TASK OBJECTIVE – Please rewrite the records below with "tag a point" changed to "place a point" throughout, leaving everything else as it is.

SUPPLIED ENTRIES –
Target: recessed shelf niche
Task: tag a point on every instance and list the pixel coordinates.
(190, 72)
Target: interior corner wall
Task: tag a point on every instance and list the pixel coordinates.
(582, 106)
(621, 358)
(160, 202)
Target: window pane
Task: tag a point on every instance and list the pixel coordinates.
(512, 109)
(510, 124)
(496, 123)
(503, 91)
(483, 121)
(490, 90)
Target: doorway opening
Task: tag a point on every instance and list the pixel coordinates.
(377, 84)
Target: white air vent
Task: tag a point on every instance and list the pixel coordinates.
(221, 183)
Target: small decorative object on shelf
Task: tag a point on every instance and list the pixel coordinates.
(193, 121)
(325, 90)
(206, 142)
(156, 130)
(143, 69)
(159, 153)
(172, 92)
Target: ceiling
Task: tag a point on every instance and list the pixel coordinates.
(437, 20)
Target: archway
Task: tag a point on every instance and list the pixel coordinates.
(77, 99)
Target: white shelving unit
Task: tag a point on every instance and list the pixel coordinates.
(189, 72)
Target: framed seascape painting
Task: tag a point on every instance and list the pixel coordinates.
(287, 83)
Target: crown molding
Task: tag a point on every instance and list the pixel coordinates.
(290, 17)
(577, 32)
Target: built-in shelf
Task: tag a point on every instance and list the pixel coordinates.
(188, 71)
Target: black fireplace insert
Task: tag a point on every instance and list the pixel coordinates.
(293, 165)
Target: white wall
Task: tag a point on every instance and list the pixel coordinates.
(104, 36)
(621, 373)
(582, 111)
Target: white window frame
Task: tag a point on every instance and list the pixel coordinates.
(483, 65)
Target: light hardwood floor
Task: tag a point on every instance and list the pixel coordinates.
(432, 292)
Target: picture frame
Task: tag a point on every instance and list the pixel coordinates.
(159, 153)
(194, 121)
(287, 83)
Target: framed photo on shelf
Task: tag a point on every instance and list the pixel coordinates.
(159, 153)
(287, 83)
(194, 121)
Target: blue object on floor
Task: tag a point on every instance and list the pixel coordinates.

TASK RESULT –
Target: recessed shelf niche
Task: place a point on every instance and list the pixel coordinates.
(190, 72)
Target: interior corner wall
Task: place a point on every instance and list the pixel coordinates.
(582, 106)
(621, 358)
(160, 202)
Target: window pane
Task: place a point on every instance and list the pixel coordinates.
(512, 109)
(510, 124)
(496, 123)
(503, 91)
(483, 121)
(490, 90)
Target: doorway opening
Task: place a point on every instance and list the pixel coordinates.
(377, 84)
Target: white air vent
Task: place a point on every instance and list the pixel coordinates.
(221, 183)
Target: small decorative object on shelf
Task: place a point on every instance and list the pixel coordinates.
(193, 121)
(325, 90)
(206, 142)
(156, 130)
(143, 69)
(159, 153)
(172, 92)
Target: ceiling
Task: place a point on every instance and list the pixel coordinates.
(437, 20)
Target: archway
Task: place a point on every instance and list the pixel coordinates.
(77, 99)
Target: white shelving unit
Task: place a point on every instance and list the pixel coordinates.
(189, 72)
Target: framed seascape painting
Task: place a point on every instance and list the pixel coordinates.
(287, 83)
Target: crown molding
Task: place a point on every instance and list the pixel coordinates.
(290, 17)
(577, 32)
Target: built-in shelf
Task: place a point on every instance and list the pixel coordinates.
(188, 71)
Target: black fireplace insert
Task: place a point on every instance and list the pixel coordinates.
(293, 165)
Target: white wall
Task: place a point on every instance and list the pixel coordinates.
(104, 36)
(621, 373)
(582, 111)
Target: white window frame
Task: place a point on every instance and list the pixel coordinates.
(483, 65)
Target: light hardwood floor
Task: place a point on every instance and list the pixel coordinates.
(432, 292)
Target: picture frame
Task: place a point on every instance and list the pixel coordinates.
(159, 153)
(194, 121)
(287, 83)
Target: framed photo on shelf
Task: place a point on every instance and list the pixel coordinates.
(159, 153)
(287, 83)
(194, 121)
Target: blue object on floor
Task: place a point on every instance and list the pixel coordinates.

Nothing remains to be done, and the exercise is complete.